◆ **Written task**: Print everything from the line containing "of the white" down to the very last of the lines below, both included, word for word and without the pictures.

◆ **Records for this exercise**:
[START]

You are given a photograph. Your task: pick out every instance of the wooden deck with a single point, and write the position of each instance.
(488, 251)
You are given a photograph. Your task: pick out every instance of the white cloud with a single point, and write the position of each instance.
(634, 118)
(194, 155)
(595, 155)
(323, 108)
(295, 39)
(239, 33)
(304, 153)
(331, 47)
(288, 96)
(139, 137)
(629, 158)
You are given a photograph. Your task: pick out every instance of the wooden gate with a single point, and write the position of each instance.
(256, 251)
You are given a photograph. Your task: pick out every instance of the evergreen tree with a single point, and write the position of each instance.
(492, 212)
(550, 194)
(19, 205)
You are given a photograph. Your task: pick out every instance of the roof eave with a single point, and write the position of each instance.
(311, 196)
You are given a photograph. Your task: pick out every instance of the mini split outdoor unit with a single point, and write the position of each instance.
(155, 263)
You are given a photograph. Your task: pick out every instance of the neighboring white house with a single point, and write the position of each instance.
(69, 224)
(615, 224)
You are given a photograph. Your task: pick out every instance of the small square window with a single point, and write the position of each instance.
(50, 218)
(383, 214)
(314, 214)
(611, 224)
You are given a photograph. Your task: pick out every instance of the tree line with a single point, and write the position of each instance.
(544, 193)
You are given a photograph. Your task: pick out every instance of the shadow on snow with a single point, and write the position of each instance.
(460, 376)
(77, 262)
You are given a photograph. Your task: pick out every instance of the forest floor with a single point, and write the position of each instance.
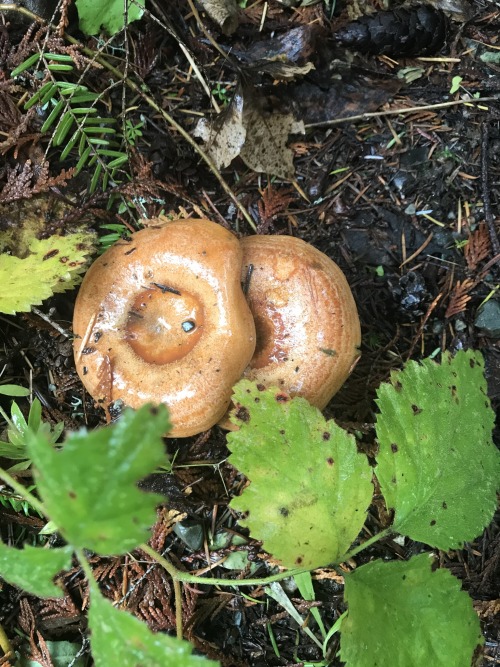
(404, 197)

[END]

◆ **Solution to this problem**:
You are given a photograph. Your task: pick out every instance of the white cloud with a single point, and write the position of each instance.
(634, 118)
(194, 155)
(595, 155)
(323, 108)
(295, 39)
(239, 33)
(304, 153)
(331, 47)
(288, 96)
(139, 137)
(629, 158)
You are given a photograph. Your task: pick out every instance of the wooden gate with a single point, and write the position of each instance.
(256, 251)
You are given a photograph. Your task: pick out every instance of the evergreen tree with a single point, and write the position of each instance.
(492, 212)
(550, 194)
(19, 205)
You are given a photograph. Your task: pick out every instance of the roof eave with a single point, and write the position of each instance.
(311, 196)
You are given a photograph. Your task: pick out every instance of the mini split outdoor unit with a single point, and write the position of each instance.
(155, 263)
You are given a photograph. Your task: pick out every instance of the neighboring white house with a single point, and write the position of each instance.
(69, 224)
(615, 224)
You are given a photograph. Your task: pick out every instance of the small square window with a single point, and write the position of each instance.
(50, 218)
(383, 214)
(314, 214)
(611, 224)
You are given a photograph. Your task: pick out every instance of the tree line with a single point, and write the position of each instance.
(544, 193)
You are given a photograph. Your task: pick out every instance of the shadow on snow with a single point, and write the position of each instance.
(460, 376)
(77, 262)
You are given a photograph. Your task: pick out every instance of the forest floor with a single point, and write the position of each instance.
(404, 197)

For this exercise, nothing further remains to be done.